== Deskripsi Latihan ==
Tulis ulang hanya data dari baris yang memuat "Task: point to every instance of the blue dress" sampai baris yang memuat "[[551, 614], [356, 671], [304, 647]]", termasuk kedua baris itu beserta perintahnya. Skalakan setiap koordinat dalam jawaban dengan mengalikannya 2,4, lalu bulatkan ke bilangan bulat terdekat, dengan nilai setengah dibulatkan ke atas.

Data penempatan titik
┄┄┄┄┄┄┄┄┄┄

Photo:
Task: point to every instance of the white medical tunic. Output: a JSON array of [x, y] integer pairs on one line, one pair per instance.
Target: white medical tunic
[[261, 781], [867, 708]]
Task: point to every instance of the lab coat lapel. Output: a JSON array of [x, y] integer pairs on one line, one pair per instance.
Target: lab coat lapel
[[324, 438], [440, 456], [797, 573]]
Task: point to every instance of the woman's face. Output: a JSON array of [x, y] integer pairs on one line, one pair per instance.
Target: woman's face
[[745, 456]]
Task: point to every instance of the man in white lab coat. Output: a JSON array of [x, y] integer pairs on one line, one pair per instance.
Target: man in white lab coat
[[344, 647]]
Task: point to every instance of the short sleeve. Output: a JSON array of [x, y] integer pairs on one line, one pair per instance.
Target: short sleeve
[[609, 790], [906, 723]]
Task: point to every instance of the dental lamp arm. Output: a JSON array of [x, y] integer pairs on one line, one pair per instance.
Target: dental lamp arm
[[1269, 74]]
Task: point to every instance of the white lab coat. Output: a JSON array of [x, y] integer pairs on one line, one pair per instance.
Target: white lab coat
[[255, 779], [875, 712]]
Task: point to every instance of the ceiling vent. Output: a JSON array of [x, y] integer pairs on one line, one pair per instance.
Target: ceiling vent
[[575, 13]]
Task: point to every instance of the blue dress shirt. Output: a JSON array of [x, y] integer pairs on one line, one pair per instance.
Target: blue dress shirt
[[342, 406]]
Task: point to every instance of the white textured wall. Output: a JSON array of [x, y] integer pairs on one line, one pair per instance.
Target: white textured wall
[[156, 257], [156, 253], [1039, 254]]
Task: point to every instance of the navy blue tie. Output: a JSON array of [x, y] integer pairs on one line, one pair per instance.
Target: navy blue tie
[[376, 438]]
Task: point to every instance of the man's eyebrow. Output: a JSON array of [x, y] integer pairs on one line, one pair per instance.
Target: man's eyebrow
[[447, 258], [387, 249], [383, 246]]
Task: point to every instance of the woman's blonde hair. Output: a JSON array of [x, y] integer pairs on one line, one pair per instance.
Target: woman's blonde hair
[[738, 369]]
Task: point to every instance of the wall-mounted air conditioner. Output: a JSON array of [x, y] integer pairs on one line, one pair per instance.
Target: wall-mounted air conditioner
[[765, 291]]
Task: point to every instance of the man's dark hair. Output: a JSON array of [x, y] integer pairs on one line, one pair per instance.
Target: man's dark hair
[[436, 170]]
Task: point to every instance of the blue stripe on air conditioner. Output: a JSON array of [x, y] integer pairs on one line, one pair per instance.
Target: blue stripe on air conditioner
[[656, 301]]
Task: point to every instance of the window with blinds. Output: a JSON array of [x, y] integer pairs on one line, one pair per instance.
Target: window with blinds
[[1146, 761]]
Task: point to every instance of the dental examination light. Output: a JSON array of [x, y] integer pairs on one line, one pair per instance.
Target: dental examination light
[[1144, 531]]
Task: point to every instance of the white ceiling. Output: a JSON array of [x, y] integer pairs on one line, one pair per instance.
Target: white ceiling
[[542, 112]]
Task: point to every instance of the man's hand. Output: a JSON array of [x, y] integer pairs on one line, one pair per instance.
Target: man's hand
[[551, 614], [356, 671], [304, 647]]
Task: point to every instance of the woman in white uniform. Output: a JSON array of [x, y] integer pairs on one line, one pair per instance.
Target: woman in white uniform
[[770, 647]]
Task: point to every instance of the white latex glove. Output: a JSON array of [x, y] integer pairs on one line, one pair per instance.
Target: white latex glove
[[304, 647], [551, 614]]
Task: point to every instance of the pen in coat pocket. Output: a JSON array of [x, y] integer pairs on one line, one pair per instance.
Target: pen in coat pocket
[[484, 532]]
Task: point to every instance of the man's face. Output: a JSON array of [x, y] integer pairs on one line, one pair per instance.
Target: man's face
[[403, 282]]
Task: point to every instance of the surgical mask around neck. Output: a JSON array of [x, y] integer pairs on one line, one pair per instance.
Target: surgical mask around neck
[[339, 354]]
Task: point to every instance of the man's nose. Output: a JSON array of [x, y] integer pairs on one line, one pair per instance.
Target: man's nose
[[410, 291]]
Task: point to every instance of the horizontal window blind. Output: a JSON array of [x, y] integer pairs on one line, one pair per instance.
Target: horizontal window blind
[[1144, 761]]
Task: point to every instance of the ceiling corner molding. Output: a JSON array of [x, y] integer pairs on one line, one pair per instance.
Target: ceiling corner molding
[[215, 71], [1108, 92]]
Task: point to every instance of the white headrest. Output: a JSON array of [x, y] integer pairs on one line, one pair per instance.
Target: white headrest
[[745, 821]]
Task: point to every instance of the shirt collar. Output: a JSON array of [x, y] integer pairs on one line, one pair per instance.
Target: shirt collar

┄┄┄┄┄┄┄┄┄┄

== Hasil Tugas ==
Task: point to every instance of the blue dress shirt. Output: a JSON array of [x, y] integer pairs on one line, one pair per instance.
Target: blue dress shirt
[[821, 974]]
Task: point to every instance of the white textured wall. Output: a JSON array of [x, y] integer pairs on one line, one pair per instance.
Target: white textured wall
[[374, 617], [374, 607], [2494, 610]]
Task: point to every instance of the navy blue tie. Output: a JSON array of [x, y] integer pairs on one line, one pair per instance.
Target: navy blue tie
[[902, 1051]]
Task: point to every instance of the man's eyebrow. Output: a JSON array of [x, y] integer pairs on one line, one pair per instance.
Target: man's eyebrow
[[1073, 619], [929, 598], [919, 590]]
Task: point to every instance of the woman's blonde hair. Output: a JSON array of [x, y] integer pairs on one line, one pair per instance.
Target: woman's blonde hair
[[1771, 886]]
Task: point to every instance of the wall-mounted air conditioner. Output: a JSON array of [x, y] integer pairs on one line, one pair per instance.
Target: wall-mounted air conditioner
[[1836, 698]]
Task: point to every instance of the man's dark hair. Output: a JSON array of [x, y] integer pairs on one line, one pair per instance.
Target: man's dark hair
[[1046, 408]]
Task: point to every instance of the blue stripe on air conditioner. Output: a JSON array of [x, y] integer pairs on one line, one pair per instance.
Target: blue stripe on air conditioner
[[1574, 722]]
Task: point to every instance of the window with blinds. Output: a JSON array of [x, y] integer pairs on one line, one pair per instance.
Target: window with blinds
[[2750, 1826]]
Task: point to every instance of the dental examination light. Output: a JSON array of [x, y] integer pairs on one line, one pair per instance.
Target: dental examination light
[[2746, 1274]]
Task: point to every instance of the white ceiling. Output: a JSON array of [x, y] integer pairs on one line, one pair per instance.
Target: white ceiling
[[1301, 269]]
Task: point to every instance of the man's hand. Output: a JSON array of [x, y] integer pairs on one line, one pair per instance.
Target: man's hand
[[1322, 1474], [854, 1610], [730, 1553]]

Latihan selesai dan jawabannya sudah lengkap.